■ Brief ■
Extract each line of the data below exactly as written.

(Records from a data collection)
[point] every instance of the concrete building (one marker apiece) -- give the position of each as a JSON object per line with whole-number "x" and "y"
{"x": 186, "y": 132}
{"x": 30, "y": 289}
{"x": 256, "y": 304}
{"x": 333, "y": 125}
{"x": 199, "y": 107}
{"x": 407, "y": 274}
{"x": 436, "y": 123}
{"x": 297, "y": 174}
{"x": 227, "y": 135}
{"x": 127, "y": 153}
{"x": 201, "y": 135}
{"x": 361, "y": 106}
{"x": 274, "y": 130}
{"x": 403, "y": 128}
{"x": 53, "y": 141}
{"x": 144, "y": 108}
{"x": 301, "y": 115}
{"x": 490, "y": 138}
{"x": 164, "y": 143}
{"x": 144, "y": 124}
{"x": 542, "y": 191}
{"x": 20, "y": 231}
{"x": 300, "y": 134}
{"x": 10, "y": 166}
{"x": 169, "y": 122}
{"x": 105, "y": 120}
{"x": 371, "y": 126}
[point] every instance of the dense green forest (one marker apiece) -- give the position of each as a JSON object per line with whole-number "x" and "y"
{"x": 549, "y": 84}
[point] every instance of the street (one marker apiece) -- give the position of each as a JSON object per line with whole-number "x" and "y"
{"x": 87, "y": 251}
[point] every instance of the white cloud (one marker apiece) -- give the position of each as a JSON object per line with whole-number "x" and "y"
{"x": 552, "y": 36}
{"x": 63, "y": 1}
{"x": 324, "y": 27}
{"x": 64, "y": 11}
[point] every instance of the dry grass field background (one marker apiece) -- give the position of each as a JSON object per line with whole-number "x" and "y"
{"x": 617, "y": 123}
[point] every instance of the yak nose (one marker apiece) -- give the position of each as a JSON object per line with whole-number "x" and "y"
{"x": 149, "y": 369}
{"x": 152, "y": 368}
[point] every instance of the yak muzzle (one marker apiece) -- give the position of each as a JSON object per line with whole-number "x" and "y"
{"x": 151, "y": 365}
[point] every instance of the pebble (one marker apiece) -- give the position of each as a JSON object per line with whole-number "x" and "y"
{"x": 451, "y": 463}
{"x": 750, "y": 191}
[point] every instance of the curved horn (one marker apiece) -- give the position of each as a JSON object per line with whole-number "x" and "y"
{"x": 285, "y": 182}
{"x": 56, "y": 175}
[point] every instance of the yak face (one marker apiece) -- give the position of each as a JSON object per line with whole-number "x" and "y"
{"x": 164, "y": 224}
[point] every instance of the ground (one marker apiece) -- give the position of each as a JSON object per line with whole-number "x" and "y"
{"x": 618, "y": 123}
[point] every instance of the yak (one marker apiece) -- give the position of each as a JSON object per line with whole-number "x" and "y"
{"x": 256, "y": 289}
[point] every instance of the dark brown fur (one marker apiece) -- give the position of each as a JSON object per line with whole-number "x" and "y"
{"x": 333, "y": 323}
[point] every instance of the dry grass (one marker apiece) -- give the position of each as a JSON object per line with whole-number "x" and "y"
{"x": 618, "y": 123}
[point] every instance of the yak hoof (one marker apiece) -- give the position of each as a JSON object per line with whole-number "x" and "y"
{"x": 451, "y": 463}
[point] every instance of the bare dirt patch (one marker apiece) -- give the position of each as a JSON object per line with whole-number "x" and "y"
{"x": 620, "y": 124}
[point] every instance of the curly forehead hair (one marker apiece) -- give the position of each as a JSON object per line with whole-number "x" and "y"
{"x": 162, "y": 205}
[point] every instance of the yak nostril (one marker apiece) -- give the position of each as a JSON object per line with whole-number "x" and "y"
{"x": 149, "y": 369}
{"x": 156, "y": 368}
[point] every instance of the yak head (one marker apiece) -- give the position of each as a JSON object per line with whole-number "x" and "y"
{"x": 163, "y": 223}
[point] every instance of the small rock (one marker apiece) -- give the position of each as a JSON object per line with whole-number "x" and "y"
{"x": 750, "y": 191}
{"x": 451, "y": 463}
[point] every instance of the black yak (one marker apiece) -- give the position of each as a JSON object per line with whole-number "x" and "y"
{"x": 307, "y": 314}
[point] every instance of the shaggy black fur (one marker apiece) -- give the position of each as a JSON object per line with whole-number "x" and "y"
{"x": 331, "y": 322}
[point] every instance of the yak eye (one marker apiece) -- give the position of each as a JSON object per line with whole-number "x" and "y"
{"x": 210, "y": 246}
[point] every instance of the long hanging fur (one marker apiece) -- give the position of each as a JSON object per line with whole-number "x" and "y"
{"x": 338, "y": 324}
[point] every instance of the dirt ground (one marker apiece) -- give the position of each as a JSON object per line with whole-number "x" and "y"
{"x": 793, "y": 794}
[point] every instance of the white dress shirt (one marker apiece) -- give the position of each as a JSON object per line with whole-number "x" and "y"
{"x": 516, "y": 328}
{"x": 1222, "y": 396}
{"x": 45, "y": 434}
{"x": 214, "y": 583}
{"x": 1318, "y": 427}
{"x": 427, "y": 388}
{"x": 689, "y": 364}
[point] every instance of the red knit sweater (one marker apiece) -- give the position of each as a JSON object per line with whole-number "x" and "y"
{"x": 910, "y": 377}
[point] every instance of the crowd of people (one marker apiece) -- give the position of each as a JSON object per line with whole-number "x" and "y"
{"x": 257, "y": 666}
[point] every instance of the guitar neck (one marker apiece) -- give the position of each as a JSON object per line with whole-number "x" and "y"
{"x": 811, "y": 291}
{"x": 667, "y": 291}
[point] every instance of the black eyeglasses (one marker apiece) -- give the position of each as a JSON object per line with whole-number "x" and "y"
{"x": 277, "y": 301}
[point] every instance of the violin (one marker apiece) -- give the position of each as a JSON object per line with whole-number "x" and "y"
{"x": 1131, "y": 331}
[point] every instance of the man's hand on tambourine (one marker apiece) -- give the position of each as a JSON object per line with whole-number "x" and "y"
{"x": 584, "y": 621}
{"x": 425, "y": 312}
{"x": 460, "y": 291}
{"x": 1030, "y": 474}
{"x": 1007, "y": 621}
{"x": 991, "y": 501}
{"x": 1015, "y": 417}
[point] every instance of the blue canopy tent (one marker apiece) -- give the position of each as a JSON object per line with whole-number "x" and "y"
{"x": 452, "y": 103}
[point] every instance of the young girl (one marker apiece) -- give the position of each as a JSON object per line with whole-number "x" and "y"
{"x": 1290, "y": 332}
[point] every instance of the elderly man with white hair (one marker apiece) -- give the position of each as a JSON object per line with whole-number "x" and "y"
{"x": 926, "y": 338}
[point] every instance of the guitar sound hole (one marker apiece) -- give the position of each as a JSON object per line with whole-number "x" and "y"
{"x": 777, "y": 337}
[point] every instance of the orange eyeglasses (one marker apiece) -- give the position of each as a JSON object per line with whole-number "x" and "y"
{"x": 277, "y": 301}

■ Output ■
[point] every instance of the concrete building (one marker apiece) -- give the position of each as a JSON object per line with whole-number "x" and "y"
{"x": 186, "y": 132}
{"x": 30, "y": 289}
{"x": 256, "y": 304}
{"x": 333, "y": 125}
{"x": 199, "y": 107}
{"x": 407, "y": 274}
{"x": 436, "y": 123}
{"x": 297, "y": 174}
{"x": 227, "y": 135}
{"x": 127, "y": 153}
{"x": 201, "y": 135}
{"x": 361, "y": 106}
{"x": 274, "y": 130}
{"x": 403, "y": 128}
{"x": 53, "y": 141}
{"x": 144, "y": 108}
{"x": 301, "y": 115}
{"x": 490, "y": 138}
{"x": 164, "y": 143}
{"x": 144, "y": 124}
{"x": 542, "y": 191}
{"x": 20, "y": 231}
{"x": 300, "y": 134}
{"x": 10, "y": 166}
{"x": 169, "y": 122}
{"x": 105, "y": 120}
{"x": 371, "y": 126}
[point] every instance of the dense green forest (one marker apiece) -- give the position of each as a JSON object per line with whole-number "x" and "y"
{"x": 549, "y": 84}
[point] every instance of the street (one marker apiece) -- give the position of each as a JSON object per line with whole-number "x" and "y"
{"x": 87, "y": 251}
[point] every instance of the white cloud (one marker apiece) -- give the position of each as a JSON object per line with whole-number "x" and "y"
{"x": 552, "y": 36}
{"x": 63, "y": 1}
{"x": 324, "y": 27}
{"x": 64, "y": 11}
[point] every instance of the dry grass field background (one marker apiece) -- give the position of each as a JSON object per line with whole-number "x" and "y"
{"x": 617, "y": 123}
[point] every instance of the yak nose (one marker apiece) -- give the position of each as a JSON object per line with whole-number "x" and "y"
{"x": 149, "y": 369}
{"x": 152, "y": 368}
[point] every instance of the yak muzzle (one marker apiece) -- give the position of each as a JSON object per line with whole-number "x" and "y"
{"x": 151, "y": 365}
[point] every instance of the pebble (one marker apiece) -- give the position of each as a JSON object per line with whole-number "x" and "y"
{"x": 451, "y": 463}
{"x": 750, "y": 191}
[point] every instance of the curved horn (one marker apiece) -- give the position of each as a JSON object per line with whole-number "x" and "y"
{"x": 285, "y": 182}
{"x": 56, "y": 175}
[point] every instance of the yak face (one marker apiece) -- give the position of each as a JSON object per line with whole-number "x" and "y"
{"x": 164, "y": 224}
[point] every instance of the ground (one marker apiece) -- give the position of each as a JSON object per line with whole-number "x" and "y"
{"x": 618, "y": 123}
[point] every instance of the yak (one marker apiece) -- give the position of each as a JSON object per line with whole-number "x" and "y"
{"x": 256, "y": 289}
[point] every instance of the dark brown fur (one marker apiece) -- give the position of each as a JSON object per line with whole-number "x" and "y"
{"x": 333, "y": 323}
[point] every instance of the dry grass (one marker apiece) -- give the position of each as a JSON object per line with whole-number "x" and "y"
{"x": 618, "y": 123}
[point] every instance of the yak hoof (one marker apiece) -- give the position of each as a JSON object per line with whole-number "x" and "y"
{"x": 451, "y": 463}
[point] every instance of the bare dirt patch (one marker apiece) -- give the position of each as a JSON object per line with whole-number "x" and "y"
{"x": 620, "y": 124}
[point] every instance of the curly forehead hair (one marker apiece) -- give the position of each as a JSON object per line with whole-number "x" and "y"
{"x": 162, "y": 205}
[point] every instance of the yak nostril (one marker apiece) -- give the position of each as a JSON object per line with whole-number "x" and "y"
{"x": 149, "y": 369}
{"x": 156, "y": 368}
[point] every instance of the yak head (one marker apiece) -- give the position of each as a JSON object per line with whole-number "x" and "y"
{"x": 163, "y": 223}
[point] every instance of the small rock (one marker apiece) -- give the position of each as a JSON object per line with whole-number "x" and "y"
{"x": 750, "y": 191}
{"x": 451, "y": 463}
[point] every instance of the black yak (one marker apiece) -- give the position of each as a JSON object per line with whole-number "x" and "y"
{"x": 307, "y": 314}
[point] every instance of the shaggy black fur (one marker apiece) -- give the position of each as a JSON object per line with whole-number "x" and "y"
{"x": 331, "y": 322}
[point] every instance of the yak eye (one marker apiece) -- give the position of each as a JSON object per line with whole-number "x" and "y"
{"x": 210, "y": 246}
[point] every instance of the long hanging fur (one marker apiece) -- give the position of each as a JSON object per line with whole-number "x" and "y"
{"x": 338, "y": 324}
[point] every instance of the dirt ground (one marker apiece) -- give the position of each as a JSON object per line with whole-number "x" and "y"
{"x": 793, "y": 794}
[point] every instance of the white dress shirt (one marker apiece) -- give the position of each as a JSON object per line with whole-number "x" and "y"
{"x": 516, "y": 328}
{"x": 1222, "y": 396}
{"x": 45, "y": 434}
{"x": 214, "y": 583}
{"x": 1318, "y": 427}
{"x": 427, "y": 388}
{"x": 689, "y": 364}
[point] every instance of the red knit sweater (one marker apiece) -- give the position of each as a JSON object per line with whole-number "x" and "y"
{"x": 910, "y": 377}
[point] every instance of the crowd of people (one marker apiece) -- give the position of each as a JSON object per line with whole-number "x" and "y"
{"x": 257, "y": 666}
[point] every instance of the guitar neck (one marker apiece) -- give the position of each as a JSON object per line with whole-number "x" and "y"
{"x": 811, "y": 291}
{"x": 667, "y": 291}
[point] every instance of the black eyeglasses (one marker apiece) -- give the position of each as a JSON object per line with whole-number "x" and "y"
{"x": 277, "y": 301}
[point] every instance of the violin (one marker apiece) -- give the position of each as a JSON object per line with whole-number "x" and "y"
{"x": 1131, "y": 331}
[point] every instance of the man's hand on tambourine (one marker apiece) -- give the position of each as a JSON object per line with whole-number "x" and "y"
{"x": 584, "y": 621}
{"x": 425, "y": 312}
{"x": 460, "y": 291}
{"x": 1030, "y": 474}
{"x": 1007, "y": 621}
{"x": 991, "y": 501}
{"x": 1015, "y": 417}
[point] every instance of the blue canopy tent (one marker apiece) -- give the position of each as a JSON object per line with whole-number "x" and "y"
{"x": 452, "y": 103}
[point] every instance of the young girl (one marker apiece) -- give the position of each as a JSON object per line with whole-number "x" and "y"
{"x": 1290, "y": 332}
[point] every instance of the elderly man with white hair (one marker apiece) -- give the position of each as a JSON object per line with whole-number "x" and "y"
{"x": 926, "y": 338}
[point] every instance of the guitar sound hole (one marker apiece) -- give the position of each as a JSON object per line with whole-number "x" and "y"
{"x": 777, "y": 337}
[point] every instance of the orange eyeglasses (one marker apiece) -- give the position of each as a JSON object per line with whole-number "x" and "y"
{"x": 277, "y": 301}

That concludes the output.